**DIRECTIONS**
Tell how many lines in the data below include the word "window". The answer is the number only.
☆ ☆ ☆
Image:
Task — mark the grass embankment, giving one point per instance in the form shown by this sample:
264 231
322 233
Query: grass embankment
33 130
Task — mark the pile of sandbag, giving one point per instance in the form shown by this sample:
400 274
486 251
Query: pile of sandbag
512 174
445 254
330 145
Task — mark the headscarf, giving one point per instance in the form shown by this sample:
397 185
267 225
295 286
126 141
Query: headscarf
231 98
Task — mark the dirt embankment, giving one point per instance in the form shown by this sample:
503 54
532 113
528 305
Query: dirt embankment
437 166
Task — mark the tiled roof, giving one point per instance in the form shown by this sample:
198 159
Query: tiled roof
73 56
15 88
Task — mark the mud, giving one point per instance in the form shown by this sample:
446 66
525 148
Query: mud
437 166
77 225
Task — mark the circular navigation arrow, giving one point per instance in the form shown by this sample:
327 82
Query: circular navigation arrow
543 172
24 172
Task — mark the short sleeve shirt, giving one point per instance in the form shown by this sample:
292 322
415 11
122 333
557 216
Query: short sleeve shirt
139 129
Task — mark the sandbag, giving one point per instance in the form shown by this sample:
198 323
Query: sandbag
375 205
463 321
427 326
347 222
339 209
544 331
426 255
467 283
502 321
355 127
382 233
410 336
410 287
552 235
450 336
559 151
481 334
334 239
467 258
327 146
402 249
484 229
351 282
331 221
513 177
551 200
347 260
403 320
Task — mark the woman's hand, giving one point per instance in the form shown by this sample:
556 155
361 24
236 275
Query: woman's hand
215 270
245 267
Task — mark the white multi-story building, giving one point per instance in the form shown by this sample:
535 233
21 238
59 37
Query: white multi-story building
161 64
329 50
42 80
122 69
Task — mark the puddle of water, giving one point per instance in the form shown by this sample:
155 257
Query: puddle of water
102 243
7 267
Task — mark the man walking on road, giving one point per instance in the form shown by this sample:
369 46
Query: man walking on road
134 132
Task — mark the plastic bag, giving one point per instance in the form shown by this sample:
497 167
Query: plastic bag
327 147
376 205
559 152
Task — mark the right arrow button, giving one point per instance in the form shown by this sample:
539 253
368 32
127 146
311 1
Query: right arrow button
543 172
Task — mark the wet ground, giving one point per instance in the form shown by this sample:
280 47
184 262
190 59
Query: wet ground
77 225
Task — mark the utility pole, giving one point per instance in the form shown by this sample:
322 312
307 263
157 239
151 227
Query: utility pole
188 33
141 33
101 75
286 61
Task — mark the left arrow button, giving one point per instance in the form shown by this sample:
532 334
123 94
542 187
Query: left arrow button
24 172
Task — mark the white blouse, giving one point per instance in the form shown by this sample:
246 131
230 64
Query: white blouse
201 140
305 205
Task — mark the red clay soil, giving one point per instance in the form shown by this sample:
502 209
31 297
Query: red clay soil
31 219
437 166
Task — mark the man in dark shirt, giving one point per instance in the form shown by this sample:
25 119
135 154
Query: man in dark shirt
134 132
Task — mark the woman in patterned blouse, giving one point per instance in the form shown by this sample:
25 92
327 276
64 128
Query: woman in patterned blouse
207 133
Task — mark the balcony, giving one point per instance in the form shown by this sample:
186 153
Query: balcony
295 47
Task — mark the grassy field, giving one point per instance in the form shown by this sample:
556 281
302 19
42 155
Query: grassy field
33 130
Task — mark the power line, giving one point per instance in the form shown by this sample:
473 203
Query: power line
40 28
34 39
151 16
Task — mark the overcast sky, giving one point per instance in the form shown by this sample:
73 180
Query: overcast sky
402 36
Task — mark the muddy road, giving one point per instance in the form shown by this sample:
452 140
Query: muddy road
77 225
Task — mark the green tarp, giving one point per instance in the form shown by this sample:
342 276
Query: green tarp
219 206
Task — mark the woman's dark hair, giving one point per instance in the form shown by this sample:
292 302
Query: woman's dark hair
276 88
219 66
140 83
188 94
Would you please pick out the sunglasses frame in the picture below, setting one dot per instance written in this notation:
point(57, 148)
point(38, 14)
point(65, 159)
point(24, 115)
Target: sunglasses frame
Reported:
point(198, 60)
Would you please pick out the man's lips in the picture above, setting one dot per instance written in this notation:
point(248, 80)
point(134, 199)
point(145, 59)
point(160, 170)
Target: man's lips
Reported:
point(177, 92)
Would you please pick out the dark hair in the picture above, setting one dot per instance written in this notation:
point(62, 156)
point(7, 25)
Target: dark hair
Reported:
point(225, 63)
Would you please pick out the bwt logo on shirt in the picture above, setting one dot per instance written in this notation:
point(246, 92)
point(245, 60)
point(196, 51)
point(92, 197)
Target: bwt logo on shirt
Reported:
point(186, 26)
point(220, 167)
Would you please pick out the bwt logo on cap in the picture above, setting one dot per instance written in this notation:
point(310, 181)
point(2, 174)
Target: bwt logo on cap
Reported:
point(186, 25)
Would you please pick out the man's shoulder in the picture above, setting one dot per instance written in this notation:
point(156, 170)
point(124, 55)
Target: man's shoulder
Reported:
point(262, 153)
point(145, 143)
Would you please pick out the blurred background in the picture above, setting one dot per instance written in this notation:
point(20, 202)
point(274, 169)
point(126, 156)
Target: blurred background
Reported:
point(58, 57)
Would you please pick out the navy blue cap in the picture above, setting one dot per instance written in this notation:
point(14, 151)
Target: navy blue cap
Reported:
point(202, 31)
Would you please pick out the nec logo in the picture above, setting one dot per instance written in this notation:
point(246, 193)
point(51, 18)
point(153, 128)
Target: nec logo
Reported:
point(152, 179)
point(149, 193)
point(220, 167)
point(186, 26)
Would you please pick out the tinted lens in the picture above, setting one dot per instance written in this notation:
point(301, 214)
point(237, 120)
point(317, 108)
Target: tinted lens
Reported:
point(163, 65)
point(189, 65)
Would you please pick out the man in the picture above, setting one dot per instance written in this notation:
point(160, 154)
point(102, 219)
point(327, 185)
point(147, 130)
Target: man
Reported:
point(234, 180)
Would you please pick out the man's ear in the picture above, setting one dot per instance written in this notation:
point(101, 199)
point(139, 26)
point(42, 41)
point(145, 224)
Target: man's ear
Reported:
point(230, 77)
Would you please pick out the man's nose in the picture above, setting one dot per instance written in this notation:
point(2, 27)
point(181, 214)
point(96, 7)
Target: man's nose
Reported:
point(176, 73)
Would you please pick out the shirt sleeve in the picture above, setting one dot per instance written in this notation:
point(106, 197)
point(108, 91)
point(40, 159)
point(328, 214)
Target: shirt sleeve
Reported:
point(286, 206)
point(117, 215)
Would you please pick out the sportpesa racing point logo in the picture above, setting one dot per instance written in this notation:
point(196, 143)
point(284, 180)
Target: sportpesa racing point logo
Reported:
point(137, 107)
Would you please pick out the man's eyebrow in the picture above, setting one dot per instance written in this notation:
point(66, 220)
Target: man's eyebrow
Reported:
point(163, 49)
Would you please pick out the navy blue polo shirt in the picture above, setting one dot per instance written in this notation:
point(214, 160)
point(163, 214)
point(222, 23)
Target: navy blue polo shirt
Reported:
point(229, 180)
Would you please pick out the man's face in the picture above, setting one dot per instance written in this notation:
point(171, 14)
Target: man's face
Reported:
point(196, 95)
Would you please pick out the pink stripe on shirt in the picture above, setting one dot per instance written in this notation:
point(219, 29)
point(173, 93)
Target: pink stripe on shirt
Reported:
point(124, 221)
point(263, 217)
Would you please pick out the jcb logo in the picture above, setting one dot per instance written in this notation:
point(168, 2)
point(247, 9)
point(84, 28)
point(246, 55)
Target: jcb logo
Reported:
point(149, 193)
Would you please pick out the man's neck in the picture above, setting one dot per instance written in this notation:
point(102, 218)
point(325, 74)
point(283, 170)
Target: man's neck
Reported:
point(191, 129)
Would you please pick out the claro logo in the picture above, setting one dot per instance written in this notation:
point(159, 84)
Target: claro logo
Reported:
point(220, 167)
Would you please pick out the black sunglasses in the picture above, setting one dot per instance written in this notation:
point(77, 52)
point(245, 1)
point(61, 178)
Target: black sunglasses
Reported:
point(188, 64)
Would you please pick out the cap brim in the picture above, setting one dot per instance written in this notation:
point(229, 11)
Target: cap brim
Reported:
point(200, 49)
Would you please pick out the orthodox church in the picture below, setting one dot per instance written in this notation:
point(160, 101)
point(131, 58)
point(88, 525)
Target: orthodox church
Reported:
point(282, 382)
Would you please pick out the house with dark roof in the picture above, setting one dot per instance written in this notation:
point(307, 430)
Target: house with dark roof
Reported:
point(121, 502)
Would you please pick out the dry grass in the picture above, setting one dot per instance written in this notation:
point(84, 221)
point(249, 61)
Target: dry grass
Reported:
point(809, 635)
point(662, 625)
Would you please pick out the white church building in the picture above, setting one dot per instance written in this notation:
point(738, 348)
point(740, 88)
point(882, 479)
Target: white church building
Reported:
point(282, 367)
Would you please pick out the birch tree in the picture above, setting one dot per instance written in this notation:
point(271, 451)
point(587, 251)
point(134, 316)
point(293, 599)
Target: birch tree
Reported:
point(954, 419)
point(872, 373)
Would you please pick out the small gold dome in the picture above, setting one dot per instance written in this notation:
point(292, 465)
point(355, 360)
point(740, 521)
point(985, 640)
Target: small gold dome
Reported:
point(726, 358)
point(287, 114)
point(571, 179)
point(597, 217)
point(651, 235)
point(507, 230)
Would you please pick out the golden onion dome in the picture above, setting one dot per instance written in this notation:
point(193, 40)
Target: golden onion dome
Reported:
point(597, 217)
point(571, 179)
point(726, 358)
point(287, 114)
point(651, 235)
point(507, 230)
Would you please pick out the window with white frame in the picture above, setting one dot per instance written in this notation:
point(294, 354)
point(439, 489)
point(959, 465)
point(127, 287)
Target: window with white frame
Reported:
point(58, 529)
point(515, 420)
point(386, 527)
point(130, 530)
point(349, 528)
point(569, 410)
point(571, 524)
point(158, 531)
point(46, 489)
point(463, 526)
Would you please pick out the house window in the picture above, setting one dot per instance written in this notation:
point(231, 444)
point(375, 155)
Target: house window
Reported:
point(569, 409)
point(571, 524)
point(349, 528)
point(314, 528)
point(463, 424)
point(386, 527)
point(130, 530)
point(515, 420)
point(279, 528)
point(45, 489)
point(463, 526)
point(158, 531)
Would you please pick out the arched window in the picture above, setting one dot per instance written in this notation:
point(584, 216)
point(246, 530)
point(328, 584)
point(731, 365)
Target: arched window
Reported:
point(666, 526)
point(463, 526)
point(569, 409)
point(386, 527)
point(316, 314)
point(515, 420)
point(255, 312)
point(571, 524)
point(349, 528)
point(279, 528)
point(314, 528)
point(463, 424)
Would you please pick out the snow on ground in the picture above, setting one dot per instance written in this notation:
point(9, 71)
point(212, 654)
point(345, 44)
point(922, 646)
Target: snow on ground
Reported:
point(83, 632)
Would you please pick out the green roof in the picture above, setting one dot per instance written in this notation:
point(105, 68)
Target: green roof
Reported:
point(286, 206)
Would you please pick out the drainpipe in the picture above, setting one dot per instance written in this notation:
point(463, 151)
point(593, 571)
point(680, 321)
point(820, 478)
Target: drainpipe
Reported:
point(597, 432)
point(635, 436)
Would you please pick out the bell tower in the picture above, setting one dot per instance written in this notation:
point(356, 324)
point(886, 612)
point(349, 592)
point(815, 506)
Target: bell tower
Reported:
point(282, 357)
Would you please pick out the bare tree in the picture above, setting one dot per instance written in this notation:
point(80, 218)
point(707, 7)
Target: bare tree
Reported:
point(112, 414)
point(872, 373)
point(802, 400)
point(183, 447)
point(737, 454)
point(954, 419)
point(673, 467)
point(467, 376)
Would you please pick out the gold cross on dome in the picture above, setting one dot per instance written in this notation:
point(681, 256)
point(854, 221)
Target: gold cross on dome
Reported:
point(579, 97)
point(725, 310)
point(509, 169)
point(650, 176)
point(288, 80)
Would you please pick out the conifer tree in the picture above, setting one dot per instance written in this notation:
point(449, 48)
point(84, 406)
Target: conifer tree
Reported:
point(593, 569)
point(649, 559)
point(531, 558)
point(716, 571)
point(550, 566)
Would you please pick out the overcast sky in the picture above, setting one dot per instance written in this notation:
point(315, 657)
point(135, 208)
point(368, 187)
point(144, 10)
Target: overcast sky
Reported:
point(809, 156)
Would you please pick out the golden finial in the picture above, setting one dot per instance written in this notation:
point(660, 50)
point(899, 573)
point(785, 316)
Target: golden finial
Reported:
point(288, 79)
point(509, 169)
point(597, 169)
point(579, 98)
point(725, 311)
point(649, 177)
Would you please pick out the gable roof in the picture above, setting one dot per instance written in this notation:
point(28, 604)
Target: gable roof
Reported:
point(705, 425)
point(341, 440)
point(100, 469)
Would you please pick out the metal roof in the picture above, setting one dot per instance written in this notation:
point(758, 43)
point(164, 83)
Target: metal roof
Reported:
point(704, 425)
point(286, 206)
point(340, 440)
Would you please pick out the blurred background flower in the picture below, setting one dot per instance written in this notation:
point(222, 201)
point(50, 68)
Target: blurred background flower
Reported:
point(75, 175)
☆ ☆ ☆
**TASK RESPONSE**
6